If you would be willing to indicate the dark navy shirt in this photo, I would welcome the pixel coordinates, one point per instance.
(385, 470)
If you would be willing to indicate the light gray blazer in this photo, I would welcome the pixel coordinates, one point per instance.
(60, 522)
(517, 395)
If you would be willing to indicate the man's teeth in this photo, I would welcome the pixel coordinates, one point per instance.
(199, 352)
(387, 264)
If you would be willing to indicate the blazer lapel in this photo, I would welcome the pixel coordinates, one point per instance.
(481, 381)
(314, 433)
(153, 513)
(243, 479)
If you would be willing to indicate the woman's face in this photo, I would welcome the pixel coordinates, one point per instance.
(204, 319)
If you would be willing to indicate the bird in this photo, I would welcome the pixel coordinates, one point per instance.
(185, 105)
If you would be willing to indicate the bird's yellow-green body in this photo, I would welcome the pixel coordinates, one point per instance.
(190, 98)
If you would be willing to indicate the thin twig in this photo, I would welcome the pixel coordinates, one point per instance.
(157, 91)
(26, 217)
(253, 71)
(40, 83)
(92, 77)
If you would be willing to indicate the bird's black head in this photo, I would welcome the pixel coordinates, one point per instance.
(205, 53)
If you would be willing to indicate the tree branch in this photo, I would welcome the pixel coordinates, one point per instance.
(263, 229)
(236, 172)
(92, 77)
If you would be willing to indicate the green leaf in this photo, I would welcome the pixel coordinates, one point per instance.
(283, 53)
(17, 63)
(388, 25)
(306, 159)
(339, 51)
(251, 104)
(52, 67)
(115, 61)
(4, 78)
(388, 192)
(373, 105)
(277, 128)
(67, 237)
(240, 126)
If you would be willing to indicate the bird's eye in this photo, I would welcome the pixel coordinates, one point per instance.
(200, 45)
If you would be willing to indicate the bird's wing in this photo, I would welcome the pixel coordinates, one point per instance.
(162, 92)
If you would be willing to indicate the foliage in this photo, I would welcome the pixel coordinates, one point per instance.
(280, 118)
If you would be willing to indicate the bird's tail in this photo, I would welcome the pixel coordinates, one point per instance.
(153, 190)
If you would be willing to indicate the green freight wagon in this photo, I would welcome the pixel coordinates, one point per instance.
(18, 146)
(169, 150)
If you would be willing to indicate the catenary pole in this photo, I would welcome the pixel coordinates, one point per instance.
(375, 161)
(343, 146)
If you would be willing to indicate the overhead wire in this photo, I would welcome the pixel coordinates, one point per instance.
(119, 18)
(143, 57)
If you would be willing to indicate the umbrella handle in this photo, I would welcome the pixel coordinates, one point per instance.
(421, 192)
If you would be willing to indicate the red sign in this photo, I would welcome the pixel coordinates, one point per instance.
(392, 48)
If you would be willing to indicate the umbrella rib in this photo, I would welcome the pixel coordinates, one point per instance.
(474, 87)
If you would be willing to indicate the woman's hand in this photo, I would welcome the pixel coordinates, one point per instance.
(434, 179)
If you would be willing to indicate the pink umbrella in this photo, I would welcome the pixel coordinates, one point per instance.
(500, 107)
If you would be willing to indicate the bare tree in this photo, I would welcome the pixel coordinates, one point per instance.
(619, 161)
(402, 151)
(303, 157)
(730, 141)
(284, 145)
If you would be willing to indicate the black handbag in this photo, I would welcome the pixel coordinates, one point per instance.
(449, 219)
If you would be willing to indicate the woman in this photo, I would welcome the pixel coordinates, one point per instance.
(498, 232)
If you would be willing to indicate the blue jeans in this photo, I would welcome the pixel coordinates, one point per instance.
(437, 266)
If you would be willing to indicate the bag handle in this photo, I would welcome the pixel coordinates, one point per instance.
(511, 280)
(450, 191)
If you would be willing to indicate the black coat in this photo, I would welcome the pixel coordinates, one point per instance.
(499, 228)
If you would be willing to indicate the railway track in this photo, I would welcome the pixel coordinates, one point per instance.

[WORK INSTRUCTIONS] Leaving out every line before the one with "If you would be willing to indicate the blue", print the rest of the listing above exactly, through its final line.

[ANSWER BOX]
If you would be willing to indicate the blue jeans in this photo, I would welcome the pixel coordinates, one point per instance.
(437, 266)
If you would be willing to indicate the bag handle in this photo, I would welcome the pixel coordinates, one point per instance.
(511, 280)
(450, 191)
If you would be willing to indicate the black coat in this photo, I would welcome the pixel coordinates, one point per instance.
(499, 228)
If you would be willing to indicate the railway track in this photo, I would welcome the pixel coordinates, one point per instance.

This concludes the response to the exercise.